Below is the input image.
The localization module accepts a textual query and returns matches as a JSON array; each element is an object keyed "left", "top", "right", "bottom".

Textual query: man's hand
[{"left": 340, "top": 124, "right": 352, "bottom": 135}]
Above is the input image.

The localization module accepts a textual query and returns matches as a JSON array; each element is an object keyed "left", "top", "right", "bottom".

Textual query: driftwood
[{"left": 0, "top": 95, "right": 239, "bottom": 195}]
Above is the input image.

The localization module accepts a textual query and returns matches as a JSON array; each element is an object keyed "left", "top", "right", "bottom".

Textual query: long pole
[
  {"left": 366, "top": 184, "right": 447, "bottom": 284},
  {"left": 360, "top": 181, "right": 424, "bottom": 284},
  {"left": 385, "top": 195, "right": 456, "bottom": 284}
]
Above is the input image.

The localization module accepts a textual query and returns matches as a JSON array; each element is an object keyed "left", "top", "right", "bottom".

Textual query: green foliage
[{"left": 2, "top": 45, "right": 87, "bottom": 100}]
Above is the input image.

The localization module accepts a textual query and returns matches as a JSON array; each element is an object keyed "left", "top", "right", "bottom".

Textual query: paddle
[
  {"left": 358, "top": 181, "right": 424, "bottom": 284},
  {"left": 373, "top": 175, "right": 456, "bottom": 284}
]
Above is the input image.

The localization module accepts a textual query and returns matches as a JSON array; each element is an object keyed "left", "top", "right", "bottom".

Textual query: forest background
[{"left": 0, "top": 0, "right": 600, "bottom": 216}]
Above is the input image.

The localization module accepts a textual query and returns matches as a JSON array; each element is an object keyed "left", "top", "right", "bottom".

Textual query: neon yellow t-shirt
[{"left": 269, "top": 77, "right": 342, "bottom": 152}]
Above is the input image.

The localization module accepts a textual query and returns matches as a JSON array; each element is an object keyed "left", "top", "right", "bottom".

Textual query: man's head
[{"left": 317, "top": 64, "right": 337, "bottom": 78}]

※ ※ ※

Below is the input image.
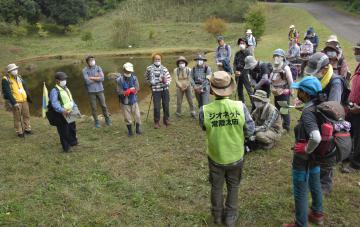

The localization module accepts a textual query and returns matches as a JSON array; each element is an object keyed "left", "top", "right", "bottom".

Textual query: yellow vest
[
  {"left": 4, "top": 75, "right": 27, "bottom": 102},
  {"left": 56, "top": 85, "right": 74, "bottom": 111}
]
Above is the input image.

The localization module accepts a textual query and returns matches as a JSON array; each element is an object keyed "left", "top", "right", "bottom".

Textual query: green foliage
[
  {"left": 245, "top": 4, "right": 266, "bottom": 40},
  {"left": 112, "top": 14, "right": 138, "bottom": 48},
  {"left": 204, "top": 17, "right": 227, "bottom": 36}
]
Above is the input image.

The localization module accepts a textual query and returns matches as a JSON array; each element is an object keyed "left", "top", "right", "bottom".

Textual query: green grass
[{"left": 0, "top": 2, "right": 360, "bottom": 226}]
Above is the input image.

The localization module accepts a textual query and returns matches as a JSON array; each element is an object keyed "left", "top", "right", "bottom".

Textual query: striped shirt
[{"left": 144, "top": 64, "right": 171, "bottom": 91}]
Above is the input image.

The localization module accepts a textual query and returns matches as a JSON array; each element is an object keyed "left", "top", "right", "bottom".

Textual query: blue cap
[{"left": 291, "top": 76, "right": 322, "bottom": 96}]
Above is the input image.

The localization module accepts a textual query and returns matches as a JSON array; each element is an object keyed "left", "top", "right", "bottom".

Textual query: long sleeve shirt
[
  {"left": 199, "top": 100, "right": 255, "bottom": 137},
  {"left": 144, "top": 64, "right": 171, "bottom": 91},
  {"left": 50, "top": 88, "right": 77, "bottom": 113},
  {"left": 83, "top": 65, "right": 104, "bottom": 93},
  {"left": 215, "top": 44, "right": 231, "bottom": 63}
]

※ ※ ※

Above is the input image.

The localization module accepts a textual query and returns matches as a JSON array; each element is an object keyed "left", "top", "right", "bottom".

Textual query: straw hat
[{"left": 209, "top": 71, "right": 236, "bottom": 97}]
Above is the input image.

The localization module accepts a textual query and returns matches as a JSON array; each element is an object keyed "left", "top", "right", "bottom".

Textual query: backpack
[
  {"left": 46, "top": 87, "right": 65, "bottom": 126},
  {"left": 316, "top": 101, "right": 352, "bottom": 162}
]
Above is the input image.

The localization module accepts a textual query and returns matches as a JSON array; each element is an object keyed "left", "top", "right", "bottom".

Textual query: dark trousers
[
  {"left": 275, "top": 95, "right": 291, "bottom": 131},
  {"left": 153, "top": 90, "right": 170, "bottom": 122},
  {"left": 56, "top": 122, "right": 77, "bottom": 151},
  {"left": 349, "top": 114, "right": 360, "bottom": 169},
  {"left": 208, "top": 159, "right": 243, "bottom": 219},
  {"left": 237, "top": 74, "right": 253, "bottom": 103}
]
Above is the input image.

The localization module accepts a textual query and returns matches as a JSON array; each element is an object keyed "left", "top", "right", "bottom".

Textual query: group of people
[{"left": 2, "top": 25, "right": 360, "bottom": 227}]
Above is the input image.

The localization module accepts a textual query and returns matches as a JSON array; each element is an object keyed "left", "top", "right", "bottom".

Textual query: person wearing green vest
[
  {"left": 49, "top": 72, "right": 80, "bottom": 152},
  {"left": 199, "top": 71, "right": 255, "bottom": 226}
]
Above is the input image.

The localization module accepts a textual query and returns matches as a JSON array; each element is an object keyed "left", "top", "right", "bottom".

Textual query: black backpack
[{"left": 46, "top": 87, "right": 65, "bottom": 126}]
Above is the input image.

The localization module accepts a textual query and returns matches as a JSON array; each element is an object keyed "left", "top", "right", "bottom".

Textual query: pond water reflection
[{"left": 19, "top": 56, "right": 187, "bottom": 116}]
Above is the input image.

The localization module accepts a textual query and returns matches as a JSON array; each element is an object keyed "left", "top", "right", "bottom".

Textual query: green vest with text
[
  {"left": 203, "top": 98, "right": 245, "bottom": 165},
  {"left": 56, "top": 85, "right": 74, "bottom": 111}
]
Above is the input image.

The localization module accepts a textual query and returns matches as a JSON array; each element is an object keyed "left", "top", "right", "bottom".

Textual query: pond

※ ※ ※

THE REQUEST »
Find each line in the rows above that contains the string "backpack", and copy those lines out in full.

WRITTEN RESPONSE »
Textual query: backpack
Textual query: black backpack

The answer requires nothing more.